» Exercise instructions:
Change "innermost" to "central" wherever it occurs in the entries below. Leave every other part of the lines as it is.

» Data listing:
────────────────────

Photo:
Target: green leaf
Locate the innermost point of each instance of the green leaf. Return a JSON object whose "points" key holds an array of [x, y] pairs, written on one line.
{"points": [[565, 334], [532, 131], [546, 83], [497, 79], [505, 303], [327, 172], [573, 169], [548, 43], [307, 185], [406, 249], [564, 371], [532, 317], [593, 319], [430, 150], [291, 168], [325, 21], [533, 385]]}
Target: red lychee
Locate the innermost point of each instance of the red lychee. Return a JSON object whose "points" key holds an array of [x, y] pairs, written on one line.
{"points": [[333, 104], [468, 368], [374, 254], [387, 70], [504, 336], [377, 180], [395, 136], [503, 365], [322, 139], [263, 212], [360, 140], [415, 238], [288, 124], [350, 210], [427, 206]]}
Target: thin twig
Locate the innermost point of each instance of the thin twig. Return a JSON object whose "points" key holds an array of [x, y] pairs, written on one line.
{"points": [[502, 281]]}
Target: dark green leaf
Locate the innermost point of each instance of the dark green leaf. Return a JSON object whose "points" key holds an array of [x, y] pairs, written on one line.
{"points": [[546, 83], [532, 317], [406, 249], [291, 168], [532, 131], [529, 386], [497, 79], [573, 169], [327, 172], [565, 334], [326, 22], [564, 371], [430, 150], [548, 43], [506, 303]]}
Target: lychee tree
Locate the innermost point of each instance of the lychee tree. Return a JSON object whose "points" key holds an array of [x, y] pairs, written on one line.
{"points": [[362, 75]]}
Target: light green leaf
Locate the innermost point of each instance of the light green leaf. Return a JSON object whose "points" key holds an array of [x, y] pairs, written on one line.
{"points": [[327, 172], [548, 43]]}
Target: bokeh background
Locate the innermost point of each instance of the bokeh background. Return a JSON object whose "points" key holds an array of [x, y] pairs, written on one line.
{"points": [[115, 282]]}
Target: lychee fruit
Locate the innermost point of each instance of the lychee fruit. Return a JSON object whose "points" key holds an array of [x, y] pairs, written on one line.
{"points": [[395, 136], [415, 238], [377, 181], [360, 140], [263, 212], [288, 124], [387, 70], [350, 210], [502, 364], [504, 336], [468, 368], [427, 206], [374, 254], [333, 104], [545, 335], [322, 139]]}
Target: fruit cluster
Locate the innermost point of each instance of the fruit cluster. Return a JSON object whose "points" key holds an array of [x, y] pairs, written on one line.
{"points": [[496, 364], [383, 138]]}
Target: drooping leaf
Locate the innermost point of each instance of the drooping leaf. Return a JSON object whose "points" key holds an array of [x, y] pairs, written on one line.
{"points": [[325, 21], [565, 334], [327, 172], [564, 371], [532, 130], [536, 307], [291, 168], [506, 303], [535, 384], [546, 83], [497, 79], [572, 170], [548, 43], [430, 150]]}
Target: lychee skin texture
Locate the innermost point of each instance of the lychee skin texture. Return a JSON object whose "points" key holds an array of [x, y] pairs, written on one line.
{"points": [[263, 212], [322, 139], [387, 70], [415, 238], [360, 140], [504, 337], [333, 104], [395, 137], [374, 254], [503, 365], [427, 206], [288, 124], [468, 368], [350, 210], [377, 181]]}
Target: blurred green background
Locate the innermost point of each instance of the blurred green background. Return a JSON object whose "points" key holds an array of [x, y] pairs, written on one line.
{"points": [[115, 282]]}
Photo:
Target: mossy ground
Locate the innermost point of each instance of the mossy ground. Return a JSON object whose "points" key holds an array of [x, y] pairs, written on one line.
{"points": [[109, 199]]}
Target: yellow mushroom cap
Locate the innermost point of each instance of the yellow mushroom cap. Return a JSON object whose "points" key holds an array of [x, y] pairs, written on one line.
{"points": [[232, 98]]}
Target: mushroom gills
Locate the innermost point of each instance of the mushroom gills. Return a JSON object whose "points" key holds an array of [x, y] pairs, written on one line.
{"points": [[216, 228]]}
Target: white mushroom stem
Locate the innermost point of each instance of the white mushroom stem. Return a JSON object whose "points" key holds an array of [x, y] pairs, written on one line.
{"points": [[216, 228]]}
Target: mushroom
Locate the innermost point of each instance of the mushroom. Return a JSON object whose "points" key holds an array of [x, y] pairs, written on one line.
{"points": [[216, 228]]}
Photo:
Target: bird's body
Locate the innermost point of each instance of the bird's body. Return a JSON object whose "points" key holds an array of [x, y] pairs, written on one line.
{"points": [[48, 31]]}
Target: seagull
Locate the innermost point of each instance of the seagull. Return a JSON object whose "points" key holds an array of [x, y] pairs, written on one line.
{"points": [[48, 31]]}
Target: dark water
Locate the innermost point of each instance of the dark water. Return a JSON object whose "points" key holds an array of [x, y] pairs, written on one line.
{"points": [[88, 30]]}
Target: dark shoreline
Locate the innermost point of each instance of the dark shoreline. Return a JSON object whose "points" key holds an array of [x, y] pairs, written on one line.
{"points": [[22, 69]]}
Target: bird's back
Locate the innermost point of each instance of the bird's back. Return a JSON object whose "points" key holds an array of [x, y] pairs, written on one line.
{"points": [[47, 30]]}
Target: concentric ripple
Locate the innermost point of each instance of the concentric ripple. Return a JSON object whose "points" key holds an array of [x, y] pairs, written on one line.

────────────────────

» Reply to the task:
Photo:
Target: green leaf
Locate the central point of each instance of the green leaf. Return a JSON object whose "points" key holds an array of [x, y] pairs, written on one line.
{"points": [[565, 334], [532, 131], [546, 83], [497, 79], [505, 303], [327, 172], [573, 169], [548, 43], [307, 185], [406, 249], [564, 371], [532, 317], [593, 319], [430, 150], [291, 168], [325, 21], [533, 385]]}
Target: red lychee
Locate the central point of each instance of the red lychee. Return a JSON object whose "points" key holds an array of [x, y] pairs, written on one line.
{"points": [[333, 104], [468, 368], [374, 254], [387, 70], [504, 336], [377, 180], [395, 136], [503, 365], [322, 139], [263, 212], [360, 140], [415, 238], [288, 124], [350, 210], [427, 206]]}
Target: thin twig
Locate the central point of each instance of the thin twig. Return a JSON object whose "points" key holds an array of [x, y] pairs, written on one line.
{"points": [[502, 281]]}
Target: dark green leaf
Locate the central point of each instance of the dark green leaf. Return a JSON object whose "points" key holds an array of [x, y] pairs, written on one line.
{"points": [[546, 83], [532, 317], [406, 249], [291, 168], [532, 131], [529, 386], [497, 79], [573, 169], [327, 172], [565, 334], [326, 22], [564, 371], [430, 150], [548, 43], [506, 303]]}
Target: lychee tree
Locate the central point of each instance of the lychee tree. Return a JSON object whose "points" key holds an array of [x, y] pairs, written on one line.
{"points": [[362, 75]]}
Target: light green leaf
Locate the central point of each instance of the light green leaf. Return a JSON object whose "points" key holds an array of [x, y] pairs, written on one line.
{"points": [[327, 172], [548, 43]]}
Target: bokeh background
Locate the central point of each instance of the bokeh background. Return a JSON object whose "points" key holds an array of [x, y] pairs, written on one line.
{"points": [[115, 282]]}
Target: lychee fruit
Locate the central point of each instance of the lychee fruit. Return a JSON object whose "points" key holds an array of [x, y] pairs, written on one line.
{"points": [[395, 136], [415, 238], [377, 181], [360, 140], [263, 212], [288, 124], [387, 70], [350, 210], [502, 364], [504, 336], [468, 368], [427, 206], [374, 254], [333, 104], [545, 335], [322, 139]]}
Target: fruit cluster
Locate the central point of each instance of the fruit cluster. Return a JSON object whose "points" key holds an array of [x, y] pairs, written on one line.
{"points": [[496, 364], [383, 138]]}
Target: drooping leaf
Locate the central point of each instance of the drooping leaf. Return a JSON object whose "points" key holds an array of [x, y] pairs, written on one line.
{"points": [[325, 21], [565, 334], [327, 172], [564, 371], [532, 130], [536, 307], [291, 168], [506, 303], [535, 384], [546, 83], [497, 79], [572, 170], [548, 43], [430, 150]]}
Target: lychee skin texture
Locate the central point of each instance of the lychee skin texture. Return a JSON object whose "points" key holds an array of [x, y] pairs, written on one line.
{"points": [[263, 212], [322, 139], [387, 70], [415, 238], [360, 140], [504, 337], [333, 104], [395, 137], [374, 254], [503, 365], [427, 206], [288, 124], [468, 368], [350, 210], [377, 181]]}
Target: blurred green background
Locate the central point of each instance of the blurred green background. Return a JSON object whose "points" key holds an array of [x, y] pairs, written on one line.
{"points": [[115, 282]]}
Photo:
Target: mossy ground
Locate the central point of each instance of the mossy ground. Return a JSON object whose "points" key holds an array of [x, y] pairs, written on one line.
{"points": [[109, 199]]}
Target: yellow mushroom cap
Locate the central point of each instance of the yellow mushroom cap. Return a JSON object whose "points" key holds an array of [x, y] pairs, written on one line.
{"points": [[232, 98]]}
Target: mushroom gills
Locate the central point of each instance of the mushroom gills. Return a JSON object whose "points" key holds an array of [x, y] pairs, written on one line.
{"points": [[216, 228]]}
Target: white mushroom stem
Locate the central point of each instance of the white mushroom stem. Return a JSON object whose "points" key holds an array of [x, y] pairs, written on one line.
{"points": [[216, 228]]}
Target: mushroom
Locate the central point of each instance of the mushroom. Return a JSON object whose "points" key holds an array of [x, y] pairs, written on one line.
{"points": [[216, 228]]}
Photo:
Target: bird's body
Locate the central point of each instance of the bird's body. Return a JSON object whose "points" key holds an array of [x, y] pairs, written on one line.
{"points": [[48, 31]]}
Target: seagull
Locate the central point of each instance of the seagull. Return a JSON object whose "points" key holds an array of [x, y] pairs, written on one line.
{"points": [[48, 31]]}
Target: dark water
Locate the central point of each instance of the dark water. Return a JSON object whose "points" key holds an array of [x, y] pairs, written on one line.
{"points": [[88, 30]]}
Target: dark shoreline
Locate the central point of each instance of the dark shoreline. Return a JSON object whose "points" key holds an array of [x, y] pairs, written on one line.
{"points": [[22, 69]]}
Target: bird's back
Locate the central point of each instance of the bird's back. Return a JSON object whose "points" key holds an array of [x, y] pairs, written on one line.
{"points": [[47, 30]]}
Target: concentric ripple
Locate the central point of each instance of the concentric ripple. Return a JSON object whose "points" key holds an array of [x, y] pairs, written on one line.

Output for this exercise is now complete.